Supplied passage section start

Ben Cohen examines the transition at Apple from Tim Cook to John Ternus, framed not as a product question but as a leadership one: what does it take to run the world's most valuable company?
Cohen's argument: Cook's tenure was defined not by product (Jony Ive did product) but by operational depth. The Apple supply chain is a work of art in its own right, and Cook built it. Ternus, the hardware-engineering lead, inherits a machine that still runs on Cook's framework.
What Cook Got Right
Services as a margin story. Wearables as a volume story. India as a manufacturing hedge. Each of these was a Cook decision, not a Jobs decision. AAPL's market cap doubled under Cook after doubling under Jobs.
What Ternus Has To Do
Cohen's three-part answer: (1) finish the India build-out; (2) get AI services to parity with Google Gemini and Microsoft Copilot without compromising privacy positioning; and (3) settle the Services antitrust overhang in Europe before the EU DMA enforcement wave peaks in Q4.
The hardest of the three, Cohen argues, is (2). Apple's AI position is a compound of real ML capability and real marketing restraint. Ternus will be tempted to overplay the hand. Cook never did.

Supplied passage section end

*Activities*:
1. Quote the Apple leadership passage word for word, between "The hardest of" and "Cook never did.", inclusive.
2. Extend the piece on Apple's handover from Tim Cook to John Ternus, starting after its final sentence.

Information provided section start

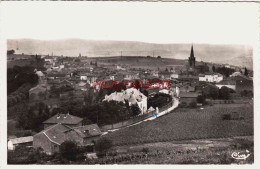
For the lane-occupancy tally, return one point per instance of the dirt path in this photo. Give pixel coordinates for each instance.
(184, 145)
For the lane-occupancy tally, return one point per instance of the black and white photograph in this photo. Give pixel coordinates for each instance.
(128, 82)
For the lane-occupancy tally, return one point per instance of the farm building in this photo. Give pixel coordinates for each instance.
(132, 95)
(22, 141)
(66, 119)
(228, 83)
(211, 77)
(188, 98)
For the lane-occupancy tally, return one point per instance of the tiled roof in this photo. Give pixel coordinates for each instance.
(188, 94)
(63, 119)
(56, 133)
(88, 130)
(22, 140)
(227, 82)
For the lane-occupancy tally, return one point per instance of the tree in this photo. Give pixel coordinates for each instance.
(214, 93)
(102, 146)
(201, 99)
(137, 84)
(10, 52)
(213, 68)
(246, 72)
(135, 109)
(69, 150)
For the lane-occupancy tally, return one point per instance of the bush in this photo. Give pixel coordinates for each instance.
(102, 146)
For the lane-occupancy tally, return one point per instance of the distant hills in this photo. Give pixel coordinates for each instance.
(238, 55)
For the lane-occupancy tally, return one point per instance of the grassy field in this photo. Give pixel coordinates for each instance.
(186, 124)
(142, 62)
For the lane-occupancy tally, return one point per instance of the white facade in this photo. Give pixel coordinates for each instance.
(174, 76)
(229, 86)
(83, 77)
(211, 78)
(133, 96)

Information provided section end

*Exercise responses*:
1.
The hardest of the three, Cohen argues, is (2). Apple's AI position is a compound of real ML capability and real marketing restraint. Ternus will be tempted to overplay the hand. Cook never did.

2.
What This Means For Our Portfolios
- AAPL — hold, don't chase. The succession risk is real but bounded. Valuation at 32x fwd leaves no margin for a Ternus misstep in AI positioning.
- AI/Cyber 20% — MSFT and GOOGL are the relative winners if Apple fumbles. Both have a 12-month window to extend the gap in the iOS developer ecosystem.
- Supply chain read-through: India buildout accelerates regardless. Favors HDB, ICICIBK, and the broader INDA trade.
- For client conversations: Apple is the widest-held individual name in our core sleeves. Any repositioning triggers tax-loss harvesting and short-term capital-gains management — book those reviews for Q2.